__TEXTO DA PÁGINA__
● ● ● ● ●
Título: Estações de menos, frota 3 vezes maior
Autor: desenvolvimento,rioSchmidt, Selma
Fonte: O Globo, 20/05/2012, Rio, p. 20

Só 14 unidades automáticas medem o ar que o carioca respira em 160 bairros

TÉCNICO DO Inea coloca o filtro numa estação semiautomática do Recreio

A ESTAÇÃO automática de medição da qualidade do ar instalada na Escola Tia Ciata, no Centro:parada há meses por problemas de energia

Com uma frota que triplicou em 20 anos - foi de 838.521 para 2.529.432 - os veículos são os grandes vilões do ar que o carioca respira. Eles são responsáveis por nada menos do que 77% das emissões atmosféricas no Rio, segundo o último inventário feito pelo Instituto estadual do Ambiente (Inea). A rede de monitoramento e de informações sobre esses poluentes na capital, no entanto, deixa a desejar. O município, que tem 160 bairros, conta somente com 14 estações automáticas, que medem gases e partículas totais e inaláveis, e repassam informações on-line. A partir de medições das oito unidades operadas pela prefeitura, são elaboradas séries históricas curtas, já que quatro delas só começaram a funcionar em dezembro do ano passado. As outras seis, monitoradas pelo Inea e por indústrias, emitem boletins diários parciais, mas os dados consolidados mais recentes são de 2009.
● ● ● ● ●
__LISTAGEM DOS REGISTROS__
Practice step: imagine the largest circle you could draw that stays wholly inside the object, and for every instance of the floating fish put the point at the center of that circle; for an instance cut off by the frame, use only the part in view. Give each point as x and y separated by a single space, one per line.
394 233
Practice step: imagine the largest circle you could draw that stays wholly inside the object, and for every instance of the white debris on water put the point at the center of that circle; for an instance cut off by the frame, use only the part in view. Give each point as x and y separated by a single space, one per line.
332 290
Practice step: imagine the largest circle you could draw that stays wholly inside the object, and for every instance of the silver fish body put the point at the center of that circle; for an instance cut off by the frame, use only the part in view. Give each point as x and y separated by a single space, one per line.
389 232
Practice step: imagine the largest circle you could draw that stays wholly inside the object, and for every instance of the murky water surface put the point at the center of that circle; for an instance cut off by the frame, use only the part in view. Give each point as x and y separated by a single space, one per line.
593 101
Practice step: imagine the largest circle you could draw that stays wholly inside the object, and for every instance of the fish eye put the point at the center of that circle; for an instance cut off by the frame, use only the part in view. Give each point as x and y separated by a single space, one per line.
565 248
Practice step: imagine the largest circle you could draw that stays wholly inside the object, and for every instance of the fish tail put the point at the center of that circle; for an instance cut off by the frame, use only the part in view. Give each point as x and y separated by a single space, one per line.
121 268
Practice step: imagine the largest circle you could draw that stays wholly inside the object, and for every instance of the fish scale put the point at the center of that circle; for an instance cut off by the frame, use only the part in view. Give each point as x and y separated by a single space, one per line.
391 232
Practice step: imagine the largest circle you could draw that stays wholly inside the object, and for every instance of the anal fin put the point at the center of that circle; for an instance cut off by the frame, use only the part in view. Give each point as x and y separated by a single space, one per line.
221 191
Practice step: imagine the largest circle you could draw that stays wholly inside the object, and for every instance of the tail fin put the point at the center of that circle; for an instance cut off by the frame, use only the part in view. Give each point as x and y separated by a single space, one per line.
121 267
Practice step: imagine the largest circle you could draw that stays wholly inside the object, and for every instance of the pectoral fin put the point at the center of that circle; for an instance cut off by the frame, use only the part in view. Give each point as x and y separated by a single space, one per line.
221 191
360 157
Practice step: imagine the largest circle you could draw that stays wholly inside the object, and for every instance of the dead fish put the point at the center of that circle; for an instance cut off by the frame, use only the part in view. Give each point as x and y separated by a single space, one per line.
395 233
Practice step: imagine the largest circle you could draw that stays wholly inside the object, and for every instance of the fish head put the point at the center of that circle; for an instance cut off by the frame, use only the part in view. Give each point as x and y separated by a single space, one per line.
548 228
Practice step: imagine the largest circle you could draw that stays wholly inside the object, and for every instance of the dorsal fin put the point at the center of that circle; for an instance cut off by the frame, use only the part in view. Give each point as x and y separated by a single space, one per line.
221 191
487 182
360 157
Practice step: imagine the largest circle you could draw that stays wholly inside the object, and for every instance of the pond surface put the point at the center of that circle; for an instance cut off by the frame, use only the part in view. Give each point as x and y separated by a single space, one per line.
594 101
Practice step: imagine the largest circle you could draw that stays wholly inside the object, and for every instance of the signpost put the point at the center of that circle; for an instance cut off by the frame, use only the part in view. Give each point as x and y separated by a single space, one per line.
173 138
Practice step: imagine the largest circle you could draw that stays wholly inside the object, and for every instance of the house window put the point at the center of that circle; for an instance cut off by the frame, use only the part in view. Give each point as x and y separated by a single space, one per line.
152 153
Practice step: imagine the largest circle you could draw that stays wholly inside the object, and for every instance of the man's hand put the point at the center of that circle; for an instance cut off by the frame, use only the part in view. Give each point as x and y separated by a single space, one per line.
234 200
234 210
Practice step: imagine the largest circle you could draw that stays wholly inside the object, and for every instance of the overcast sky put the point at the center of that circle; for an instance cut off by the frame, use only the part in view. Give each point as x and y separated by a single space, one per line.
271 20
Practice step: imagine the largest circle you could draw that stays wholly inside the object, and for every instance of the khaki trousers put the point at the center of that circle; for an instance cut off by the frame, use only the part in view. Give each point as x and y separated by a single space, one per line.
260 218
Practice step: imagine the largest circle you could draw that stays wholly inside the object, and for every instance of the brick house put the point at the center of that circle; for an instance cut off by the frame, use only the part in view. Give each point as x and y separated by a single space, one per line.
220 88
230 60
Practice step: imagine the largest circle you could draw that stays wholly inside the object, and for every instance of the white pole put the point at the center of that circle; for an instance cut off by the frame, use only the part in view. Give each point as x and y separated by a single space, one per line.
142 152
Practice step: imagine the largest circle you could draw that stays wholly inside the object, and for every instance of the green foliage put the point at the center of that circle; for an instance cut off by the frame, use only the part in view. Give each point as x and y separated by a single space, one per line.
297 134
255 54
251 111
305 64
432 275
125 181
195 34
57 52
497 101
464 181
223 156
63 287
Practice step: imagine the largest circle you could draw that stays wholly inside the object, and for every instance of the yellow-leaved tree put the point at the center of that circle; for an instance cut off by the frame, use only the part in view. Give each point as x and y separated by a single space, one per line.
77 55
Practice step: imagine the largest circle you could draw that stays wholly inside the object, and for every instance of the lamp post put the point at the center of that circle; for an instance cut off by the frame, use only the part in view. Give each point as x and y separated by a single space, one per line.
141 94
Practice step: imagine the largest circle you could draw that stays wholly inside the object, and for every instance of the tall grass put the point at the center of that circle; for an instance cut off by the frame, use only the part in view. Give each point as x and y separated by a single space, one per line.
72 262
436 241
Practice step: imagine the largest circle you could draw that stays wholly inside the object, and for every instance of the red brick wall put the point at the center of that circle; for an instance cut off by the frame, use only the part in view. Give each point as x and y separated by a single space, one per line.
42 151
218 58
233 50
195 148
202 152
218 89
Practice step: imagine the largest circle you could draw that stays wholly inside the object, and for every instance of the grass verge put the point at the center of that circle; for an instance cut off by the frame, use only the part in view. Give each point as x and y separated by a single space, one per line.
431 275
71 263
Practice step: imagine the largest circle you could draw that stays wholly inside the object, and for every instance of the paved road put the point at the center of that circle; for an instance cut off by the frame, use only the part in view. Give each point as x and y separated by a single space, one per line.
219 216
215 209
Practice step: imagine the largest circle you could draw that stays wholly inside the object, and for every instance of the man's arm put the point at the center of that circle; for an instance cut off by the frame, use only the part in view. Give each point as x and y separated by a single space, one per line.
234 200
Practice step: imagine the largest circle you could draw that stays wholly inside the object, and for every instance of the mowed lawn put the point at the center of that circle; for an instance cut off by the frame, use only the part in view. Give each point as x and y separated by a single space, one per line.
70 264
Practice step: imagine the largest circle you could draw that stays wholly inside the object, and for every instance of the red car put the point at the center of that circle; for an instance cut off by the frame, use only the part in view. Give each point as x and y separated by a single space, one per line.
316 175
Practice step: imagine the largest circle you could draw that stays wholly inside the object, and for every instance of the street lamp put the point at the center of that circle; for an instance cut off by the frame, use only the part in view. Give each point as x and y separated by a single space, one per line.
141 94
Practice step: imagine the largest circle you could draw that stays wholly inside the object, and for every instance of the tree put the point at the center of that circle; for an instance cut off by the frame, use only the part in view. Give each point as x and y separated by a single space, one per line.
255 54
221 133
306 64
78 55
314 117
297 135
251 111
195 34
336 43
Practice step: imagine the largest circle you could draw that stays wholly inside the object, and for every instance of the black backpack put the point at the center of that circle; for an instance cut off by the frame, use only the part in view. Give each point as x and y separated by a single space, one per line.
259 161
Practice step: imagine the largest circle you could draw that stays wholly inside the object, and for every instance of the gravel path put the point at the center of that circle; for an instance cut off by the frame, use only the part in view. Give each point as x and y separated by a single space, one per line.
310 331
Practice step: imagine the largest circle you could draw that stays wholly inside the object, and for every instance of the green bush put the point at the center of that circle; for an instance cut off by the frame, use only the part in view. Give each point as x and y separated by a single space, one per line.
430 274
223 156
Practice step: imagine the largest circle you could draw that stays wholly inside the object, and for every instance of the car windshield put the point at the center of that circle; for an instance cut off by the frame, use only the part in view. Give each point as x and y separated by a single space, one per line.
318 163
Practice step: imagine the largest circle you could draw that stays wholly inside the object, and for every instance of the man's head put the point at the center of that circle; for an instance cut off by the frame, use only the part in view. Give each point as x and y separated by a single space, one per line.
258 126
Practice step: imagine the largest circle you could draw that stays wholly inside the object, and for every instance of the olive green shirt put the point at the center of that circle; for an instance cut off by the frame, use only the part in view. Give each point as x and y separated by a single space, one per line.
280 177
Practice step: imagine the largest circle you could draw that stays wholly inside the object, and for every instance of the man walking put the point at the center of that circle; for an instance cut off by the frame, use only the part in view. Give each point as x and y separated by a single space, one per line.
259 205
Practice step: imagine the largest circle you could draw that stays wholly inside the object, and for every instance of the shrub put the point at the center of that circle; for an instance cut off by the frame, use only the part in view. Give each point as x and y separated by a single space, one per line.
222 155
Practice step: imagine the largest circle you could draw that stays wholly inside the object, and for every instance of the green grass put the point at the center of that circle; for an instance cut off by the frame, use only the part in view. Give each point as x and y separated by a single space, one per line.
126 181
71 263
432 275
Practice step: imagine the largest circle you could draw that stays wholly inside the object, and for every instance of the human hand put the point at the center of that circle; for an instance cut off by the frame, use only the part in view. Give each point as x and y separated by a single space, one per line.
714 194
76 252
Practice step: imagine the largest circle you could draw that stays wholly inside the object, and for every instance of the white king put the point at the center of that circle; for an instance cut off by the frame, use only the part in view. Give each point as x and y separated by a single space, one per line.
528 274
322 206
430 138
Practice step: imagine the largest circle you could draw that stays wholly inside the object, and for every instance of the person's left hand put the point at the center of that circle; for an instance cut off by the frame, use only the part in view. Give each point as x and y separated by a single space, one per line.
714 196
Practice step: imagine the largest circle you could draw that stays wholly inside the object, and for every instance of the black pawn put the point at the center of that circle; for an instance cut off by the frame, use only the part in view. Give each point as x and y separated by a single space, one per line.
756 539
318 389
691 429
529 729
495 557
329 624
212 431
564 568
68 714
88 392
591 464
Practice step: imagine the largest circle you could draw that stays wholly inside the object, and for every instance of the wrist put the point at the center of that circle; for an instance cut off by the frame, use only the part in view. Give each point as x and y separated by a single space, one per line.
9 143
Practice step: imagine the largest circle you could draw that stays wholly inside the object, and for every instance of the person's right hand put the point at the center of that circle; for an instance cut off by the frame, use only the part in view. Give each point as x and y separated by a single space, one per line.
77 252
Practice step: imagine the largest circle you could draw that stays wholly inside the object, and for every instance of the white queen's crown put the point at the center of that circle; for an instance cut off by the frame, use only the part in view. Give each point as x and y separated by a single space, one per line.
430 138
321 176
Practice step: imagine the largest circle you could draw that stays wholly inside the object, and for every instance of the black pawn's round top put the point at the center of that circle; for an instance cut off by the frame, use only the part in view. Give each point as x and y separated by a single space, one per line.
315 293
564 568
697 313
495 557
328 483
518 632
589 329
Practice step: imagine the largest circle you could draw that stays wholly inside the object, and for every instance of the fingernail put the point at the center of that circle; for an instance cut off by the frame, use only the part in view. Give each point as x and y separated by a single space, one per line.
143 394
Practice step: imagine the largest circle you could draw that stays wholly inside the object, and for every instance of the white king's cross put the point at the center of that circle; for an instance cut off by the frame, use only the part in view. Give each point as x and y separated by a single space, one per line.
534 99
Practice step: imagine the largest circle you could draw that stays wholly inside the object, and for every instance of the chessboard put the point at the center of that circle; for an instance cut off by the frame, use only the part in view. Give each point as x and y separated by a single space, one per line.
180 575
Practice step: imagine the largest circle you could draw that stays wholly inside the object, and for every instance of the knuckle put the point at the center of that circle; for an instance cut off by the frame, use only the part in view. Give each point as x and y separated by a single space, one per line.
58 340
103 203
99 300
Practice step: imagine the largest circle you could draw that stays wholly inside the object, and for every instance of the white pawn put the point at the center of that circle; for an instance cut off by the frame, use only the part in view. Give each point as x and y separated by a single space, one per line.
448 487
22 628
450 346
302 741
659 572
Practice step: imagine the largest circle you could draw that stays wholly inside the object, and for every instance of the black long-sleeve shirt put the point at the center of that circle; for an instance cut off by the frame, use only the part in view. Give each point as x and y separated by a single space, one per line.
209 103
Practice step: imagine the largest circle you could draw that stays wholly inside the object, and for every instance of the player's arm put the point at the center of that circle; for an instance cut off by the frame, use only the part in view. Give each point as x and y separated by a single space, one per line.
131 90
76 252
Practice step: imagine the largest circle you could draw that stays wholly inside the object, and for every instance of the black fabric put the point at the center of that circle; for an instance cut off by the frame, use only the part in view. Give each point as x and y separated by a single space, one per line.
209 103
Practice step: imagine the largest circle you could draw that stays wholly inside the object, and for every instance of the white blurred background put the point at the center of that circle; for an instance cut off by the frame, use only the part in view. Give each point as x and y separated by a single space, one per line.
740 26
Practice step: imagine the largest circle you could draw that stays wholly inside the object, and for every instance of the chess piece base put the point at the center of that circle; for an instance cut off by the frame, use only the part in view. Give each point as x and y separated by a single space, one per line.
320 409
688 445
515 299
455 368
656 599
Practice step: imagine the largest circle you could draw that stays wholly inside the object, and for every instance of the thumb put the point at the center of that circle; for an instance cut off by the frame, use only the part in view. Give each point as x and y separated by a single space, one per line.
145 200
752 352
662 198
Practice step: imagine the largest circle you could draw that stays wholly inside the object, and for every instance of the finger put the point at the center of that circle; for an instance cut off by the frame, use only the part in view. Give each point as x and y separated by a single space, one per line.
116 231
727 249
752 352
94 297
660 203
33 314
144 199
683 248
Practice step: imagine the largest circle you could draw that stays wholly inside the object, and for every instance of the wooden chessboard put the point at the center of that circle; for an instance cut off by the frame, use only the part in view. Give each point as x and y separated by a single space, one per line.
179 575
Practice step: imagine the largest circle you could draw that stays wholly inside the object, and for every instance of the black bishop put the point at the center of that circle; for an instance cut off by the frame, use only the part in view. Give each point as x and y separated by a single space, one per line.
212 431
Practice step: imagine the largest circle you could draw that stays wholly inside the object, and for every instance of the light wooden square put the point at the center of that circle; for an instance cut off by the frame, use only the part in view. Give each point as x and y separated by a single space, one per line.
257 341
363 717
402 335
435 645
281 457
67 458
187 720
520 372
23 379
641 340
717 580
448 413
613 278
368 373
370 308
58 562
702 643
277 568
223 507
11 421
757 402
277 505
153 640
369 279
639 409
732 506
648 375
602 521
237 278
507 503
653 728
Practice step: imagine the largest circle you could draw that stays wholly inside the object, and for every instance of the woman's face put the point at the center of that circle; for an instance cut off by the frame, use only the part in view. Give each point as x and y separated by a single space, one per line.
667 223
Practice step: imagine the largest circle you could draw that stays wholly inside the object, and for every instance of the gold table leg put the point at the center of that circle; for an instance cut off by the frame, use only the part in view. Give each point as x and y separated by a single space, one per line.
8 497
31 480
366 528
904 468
● ● ● ● ●
__DESCRIÇÃO DO EXERCÍCIO__
Altere o trecho da reportagem sobre a qualidade do ar no Rio, começando em "Com uma frota" e terminando em "são de 2009.", e substitua "veículos" por "automóveis".

__RESPOSTA DO EXERCÍCIO__
Com uma frota que triplicou em 20 anos - foi de 838.521 para 2.529.432 - os automóveis são os grandes vilões do ar que o carioca respira. Eles são responsáveis por nada menos do que 77% das emissões atmosféricas no Rio, segundo o último inventário feito pelo Instituto estadual do Ambiente (Inea). A rede de monitoramento e de informações sobre esses poluentes na capital, no entanto, deixa a desejar. O município, que tem 160 bairros, conta somente com 14 estações automáticas, que medem gases e partículas totais e inaláveis, e repassam informações on-line. A partir de medições das oito unidades operadas pela prefeitura, são elaboradas séries históricas curtas, já que quatro delas só começaram a funcionar em dezembro do ano passado. As outras seis, monitoradas pelo Inea e por indústrias, emitem boletins diários parciais, mas os dados consolidados mais recentes são de 2009.